··· EXTRACT PROVIDED ···

In 1932, Congregation Emanu-El, a Reform Jewish congregation, built their first Temple building at the corner of 2nd Street and Fountain. In 1961, they built a new facility, and sold the old Temple building to the Wichita Community Theatre.


In 1963, the building was formally dedicated with special guest Helen Hayes. A metal sign, denoting the building as the “Community Theatre Workshop” was installed above the front door.


From 1963 to 1993, the “Community Theatre Workshop” served as a rehearsal, storage, and office space. After a difficult board decision, all performances were moved from the Century II Little Theater to the Workshop.


In the early 2000's, various capital improvements were implemented. New carpet and paint revived the lobby. A new HVAC system was installed shortly after, and a hail storm and subsequent insurance claim paved the way for a new roof.


In recent years, strong attendance has allowed us to be even bolder in terms of capital improvements. New ADA-compliant restrooms, audience seating, stage lighting and platforms are all recent improvements.

The Theatre

Volunteer theatre in Wichita began in 1927, known then as the “Little Theatre of Wichita,” and in a short period of time became an active and driving force within the Wichita community. By 1939, Mayor Frank Coleman declared a “Little Theatre Week,” testimony to the recognition given to the theatre’s cultural contribution. As one might expect, the onset of war limited theatre activity severely.

In 1946 a rebirth of the theatre, cofounded by Mary Jane Teall, began using the facilities of the Unitarian Church. Throughout the latter portion of the decade, that artistic level of work continued to escalate, and frequent standing-room-only crowds paid admission to see productions. The artistic director during this time was Mary Jane Teall, a graduate of Northwestern University, and a recently hired faculty member of the University of Wichita Drama Department.

··· EXTRACTED INFORMATION ···

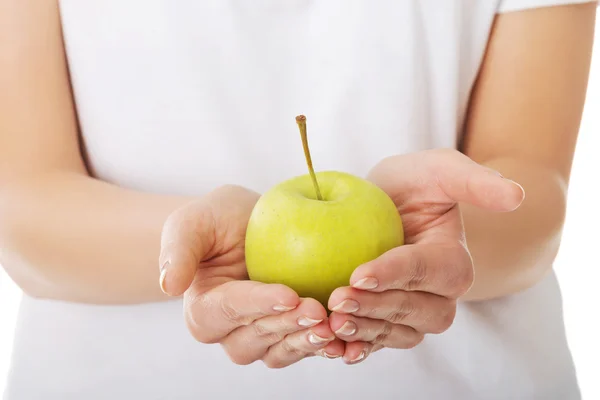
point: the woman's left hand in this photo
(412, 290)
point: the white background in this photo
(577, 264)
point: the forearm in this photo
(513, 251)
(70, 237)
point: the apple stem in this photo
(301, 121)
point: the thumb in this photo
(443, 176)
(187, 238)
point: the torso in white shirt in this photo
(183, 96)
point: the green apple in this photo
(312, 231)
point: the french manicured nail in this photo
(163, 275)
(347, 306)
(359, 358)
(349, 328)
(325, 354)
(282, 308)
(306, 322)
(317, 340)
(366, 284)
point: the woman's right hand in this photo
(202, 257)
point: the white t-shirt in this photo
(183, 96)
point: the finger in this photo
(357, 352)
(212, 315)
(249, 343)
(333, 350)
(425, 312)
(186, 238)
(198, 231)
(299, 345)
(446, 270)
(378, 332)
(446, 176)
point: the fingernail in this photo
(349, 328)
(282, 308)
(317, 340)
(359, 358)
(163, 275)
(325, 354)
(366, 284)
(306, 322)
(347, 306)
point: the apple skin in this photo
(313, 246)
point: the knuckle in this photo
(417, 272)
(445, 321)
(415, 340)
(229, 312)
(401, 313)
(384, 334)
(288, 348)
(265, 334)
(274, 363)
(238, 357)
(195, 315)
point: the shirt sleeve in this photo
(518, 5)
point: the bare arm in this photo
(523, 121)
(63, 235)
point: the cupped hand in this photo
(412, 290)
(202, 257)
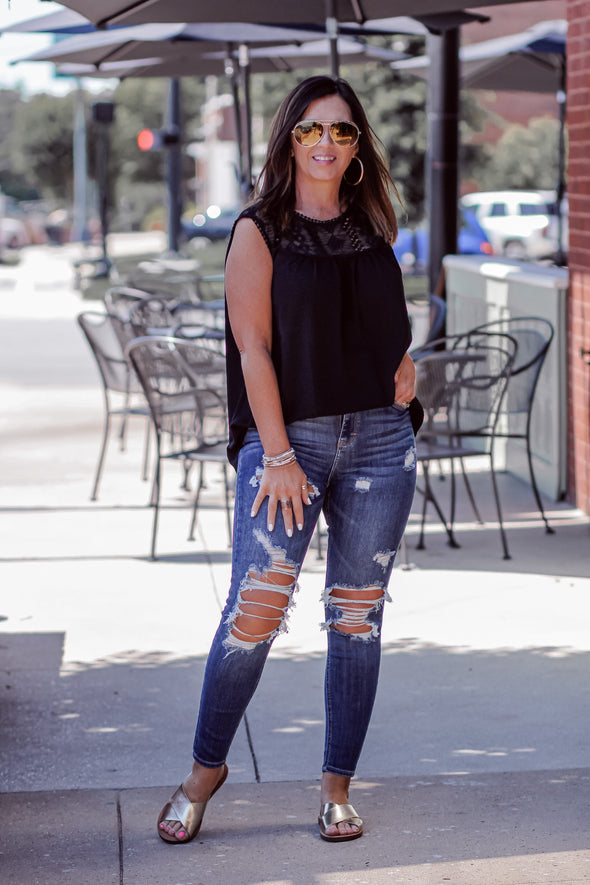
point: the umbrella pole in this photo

···

SHORT EXERCISE 1. In the Wichita theatre history, who was the special guest when the building was formally dedicated in 1963?
SHORT EXERCISE 2. Carry the Wichita theatre history forward from its last sentence, keeping the same style.

EXERCISE OUTPUT 1. Helen Hayes.

EXERCISE OUTPUT 2.
During the 1950's, a new organizational thrust began using volunteer efforts led by Martin Umansky (founder of KAKE-TV), Joan Gouldner, Kathleen Edmiston, Robert Harrison (then director of Cessna Credit Union), and Leo Malloy. Productions were held at Wilner Auditorium on the WSU college campus, and WCT obtained its 501(c)(3) IRS tax status.

During this period of time, WCT needed to obtain a permanent home for casting auditions, prop storage, practices, and other administrative needs. The Temple Emanu-el at 258 N. Fountain was purchased and remodeled in the early 1960's. Sufficient admissions had been received and saved during the previous decade to pay cash for the new workshop facility.

According to the February 6th, 1963 edition of Variety magazine, after the Broadway Theatre League dropped Wichita from its itinerary, Wichita Community Theatre stepped in and underwrote two performances of the touring Miracle Worker and one performance of A Program For Two Players by Helen Hayes and Maurice Evans. The article continues describing audience sizes in the 1960's: “In 16 seasons the Community Theatre has developed an average audience of 4,000 per show, including 2,800 season subscribers paying $6 for a series of four productions. That represents more than 1% of the city’s population. With never a losing semester, and without benefit of donations or gifts, the group’s treasury this year grew to $57,000, representing the total profits from ticket sales nursed along for 16 seasons.”

When Century II opened in downtown Wichita in 1969, a “little theatre” was included to accommodate around 600 people per performance. This became the new home for WCT “mainstage” productions, while the workshop continued to house costumes and box office needs, in addition to smaller stage productions for training new directors, actors, and stagecrafting needs. The workshop has been home to special productions, and for several decades hosted “Commedia”, a summer satirical musical and comedy revue.

During the 1984-1985 season, the number of shows per year grew from four to eight, with four shows being performed at Century II, and four shows being performed at the Workshop.

In 1989, the Board of Directors voted to have the play selection be done by committee, rather than by the artistic director. Mary Jane Teall resigned after more than 40 years of dedicated service. Her last show directing at WCT was The Dresser. That same year, the City of Wichita renamed the “little theatre” at Century II in recognition of her great contributions to the performing arts in Wichita.

During the 1991-1992 season, financial issues forced a tough decision. The Board of Directors, rather than dissolve WCT entirely, decided to move all eight productions that season from the Little Theatre in Century II to the current Workshop at Fountain and Second. A few seasons of royalty-free shows and extremely limited budgets later, WCT regained its financial stability.

In 1994, Mary Jane Teall was driving to the Judge Riddel Boys Ranch to teach a class on improvisational theater when she was fatally injured in a car accident. To honor her memory and her great passion for theater and the Wichita community, the Mary Jane Teall Theatre Scholarship Fund at Wichita State University was established in 1995.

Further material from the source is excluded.